**Article:**
5.              Indemnification for Expenses of a Party Who is Wholly or Partly Successful.  Notwithstanding any other provisions of this Agreement, to the extent that Indemnitee is a party to (or a participant in) and is successful, on the merits or otherwise, in any Proceeding or in defense of any claim, issue or matter therein, in whole or in part, the Company shall indemnify and hold harmless Indemnitee against all Expenses actually and reasonably incurred by him in connection therewith.  If Indemnitee is not wholly successful in such Proceeding but is successful, on the merits or otherwise, as to one or more but less than all claims, issues or matters in such Proceeding, the Company shall indemnify and hold harmless Indemnitee against all Expenses actually and reasonably incurred by him or on his behalf in connection with each successfully resolved claim, issue or matter.  If the Indemnitee is not wholly successful in such Proceeding, the Company also shall indemnify and hold harmless Indemnitee against all Expenses reasonably incurred in connection with a claim, issue or matter related to any claim, issue, or matter on which the Indemnitee was successful.  For purposes of this Section 5 and without limitation, the termination of any claim, issue or matter in such a Proceeding by withdrawal or dismissal, with or without prejudice, shall be deemed to be a successful result as to such claim, issue or matter.

**Tasks to complete:**
- 1) Answer these questions about the indemnification section above, one answer per line, marked to match:
(a) When Indemnitee is successful in a Proceeding, what must the Company indemnify and hold Indemnitee harmless against?
(b) If Indemnitee is not wholly successful, what further Expenses does the Company also cover?
(c) Which ways of ending a claim, issue or matter count as a successful result for purposes of Section 5?
- 2) Continue the indemnification agreement above from the end of Section 5, writing the section that follows.

**Dataset extract:**
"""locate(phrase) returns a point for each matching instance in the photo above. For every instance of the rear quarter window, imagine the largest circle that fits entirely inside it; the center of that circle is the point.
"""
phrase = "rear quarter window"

**Task answers:**
- 1)
(a) All Expenses actually and reasonably incurred by Indemnitee in connection with the Proceeding.
(b) All Expenses reasonably incurred in connection with a claim, issue or matter related to any claim, issue or matter on which Indemnitee was successful.
(c) Termination by withdrawal or dismissal, with or without prejudice.

- 2)
 

6.              Indemnification For Expenses of a Witness.   Notwithstanding any other provision of this Agreement, to the extent that Indemnitee is, by reason of his or her Corporate Status, a witness in any Proceeding to which Indemnitee is not a party, he shall be indemnified and held harmless against all Expenses actually and reasonably incurred by him or on his behalf in connection therewith.

 

7.              Additional Indemnification.

 

(a)            Notwithstanding any limitation in Sections 3 , 4 or 5 hereof, the Company shall indemnify Indemnitee to the fullest extent permitted by law if Indemnitee is made, or is threatened to be made, a party to any Proceeding (including a Proceeding by or in the right of the Company to procure a judgment in its favor) against all Losses actually and reasonably incurred by Indemnitee in connection with the Proceeding.  No indemnification shall be made under this Section 7(a)  on account of Indemnitee’s conduct which constitutes a breach of Indemnitee’s duty of loyalty to the Company or its stockholders or is an act or omission not in good faith or which involves intentional misconduct or a knowing violation of the law.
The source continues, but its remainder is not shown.